*** Opening Selected excerpt ***
# Oh Dudley again!!



## DB1 (Jan 20, 2012)

Dudley has calmed down so much and is such a good boy MOST of the time, ok he still pulls, he still jumps up (not usually at us) and still demands attention too much of the time, but is pretty good apart from all that! As he had settled well, a little while ago we started letting him get on the sofa, at first it was just the sofa on his blanket but of course that ended up also being on the sofa not on the blanket, on the armchair and pretty much wherever he wanted! When we go out and leave him we sometimes let him stay in the lounge but sometimes just the hall, where he has a bed and the crate to choose from. Now although he never attempts to go upstairs when we are home, we had realised he started sneaking up there when left, and on a couple of funny occasions he had come up not realising one of us was still home upstairs and charged back down when caught! So I just thought as long as we close the doors upstairs it doesn't really matter as he would only have the landing if he did come up. 
A few days ago I was out and as I put the key in the door I definitely heard the sound of him running down the stairs! looked and our bedroom door was open, being old doors I guessed it hadn't shut very well. Yesterday I went out and made sure I closed it properly - yes you've guessed it, it was open again - then I noticed the paint scratched off the door frame!! Little whatsit has worked out how to open the door and makes himself very nice and comfortable on the bed! hmmm, what to do now?


----------



## Muttley Brody (Feb 14, 2012)

Clever Dudley. A friend of mine has an English Cocker Spaniel and he learnt how to open her front door - she had to change the door handles and locks!


----------



## 2ndhandgal (Aug 29, 2011)

My friends GSD can open any door in her house 

I would either put a throw on the bed and leave the door open  or use a dog gate


----------



## RuthMill (Jun 30, 2012)

I think you've no choice than to leave the door open  I wouldn't risk any further paint damage 

Clever clever boy!  You wanted one with character, you said it yourself. 

Bless him though, he obviously feels very close to you there. It's sweet 

Ps my cat can open doors with the door handle.


----------



## lady amanda (Nov 26, 2010)

HAHAH!!!! well....Id just give in!! lol. such a comfy bed it must be for him! lol smarty pants that boy!


----------



## DB1 (Jan 20, 2012)

hmm, hubby really not keen on letting him have run of the house (he has asthma), I remember a friend managing to change handles so you have to lift to open, may have to think about that! also, Dudley has always been a 'why should I, whats in if for me?' kind of dog and I do worry that he could get even more cocky with going wherever he wants - or is that just an old fashioned view now?
*** Closing Selected excerpt ***
Exercise 1
Answer these questions about the forum thread on Dudley.
(a) In which two places might Dudley be left when the owners go out?
(b) What breed of dog learned to open a friend's front door?
(c) Why is DB1's husband not keen on letting Dudley have the run of the house?
The text and the entries come from different sources.
*** Opening Recorded information ***
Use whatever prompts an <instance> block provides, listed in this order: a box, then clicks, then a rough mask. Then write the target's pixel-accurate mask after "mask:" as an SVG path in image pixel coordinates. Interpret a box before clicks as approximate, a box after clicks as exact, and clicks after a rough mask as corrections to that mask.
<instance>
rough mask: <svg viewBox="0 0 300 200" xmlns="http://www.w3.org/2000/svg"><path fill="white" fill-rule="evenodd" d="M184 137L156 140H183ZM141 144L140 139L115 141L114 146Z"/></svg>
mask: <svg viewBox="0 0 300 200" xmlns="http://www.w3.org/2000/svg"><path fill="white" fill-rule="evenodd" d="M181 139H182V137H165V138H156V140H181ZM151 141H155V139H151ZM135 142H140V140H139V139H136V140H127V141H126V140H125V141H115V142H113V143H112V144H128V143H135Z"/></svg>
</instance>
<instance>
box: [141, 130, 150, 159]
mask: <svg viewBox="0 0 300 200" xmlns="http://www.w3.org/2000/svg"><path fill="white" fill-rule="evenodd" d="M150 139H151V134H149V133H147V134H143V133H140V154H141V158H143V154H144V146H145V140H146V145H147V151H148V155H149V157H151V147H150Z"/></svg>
*** Closing Recorded information ***
Exercise 2
Edit the entries, replacing every "rough mask" with "coarse mask" and leaving everything else unchanged.

Problem solution 1
(a) The lounge or the hall.
(b) An English Cocker Spaniel.
(c) He has asthma.

Problem solution 2
Use whatever prompts an <instance> block provides, listed in this order: a box, then clicks, then a coarse mask. Then write the target's pixel-accurate mask after "mask:" as an SVG path in image pixel coordinates. Interpret a box before clicks as approximate, a box after clicks as exact, and clicks after a coarse mask as corrections to that mask.
<instance>
coarse mask: <svg viewBox="0 0 300 200" xmlns="http://www.w3.org/2000/svg"><path fill="white" fill-rule="evenodd" d="M184 137L156 140H183ZM141 144L140 139L115 141L114 146Z"/></svg>
mask: <svg viewBox="0 0 300 200" xmlns="http://www.w3.org/2000/svg"><path fill="white" fill-rule="evenodd" d="M181 139H182V137H165V138H156V140H181ZM151 141H155V139H151ZM135 142H140V140H139V139H136V140H127V141H126V140H125V141H115V142H113V143H112V144H128V143H135Z"/></svg>
</instance>
<instance>
box: [141, 130, 150, 159]
mask: <svg viewBox="0 0 300 200" xmlns="http://www.w3.org/2000/svg"><path fill="white" fill-rule="evenodd" d="M150 139H151V134H149V133H147V134H143V133H140V154H141V158H143V154H144V146H145V140H146V145H147V151H148V155H149V157H151V147H150Z"/></svg>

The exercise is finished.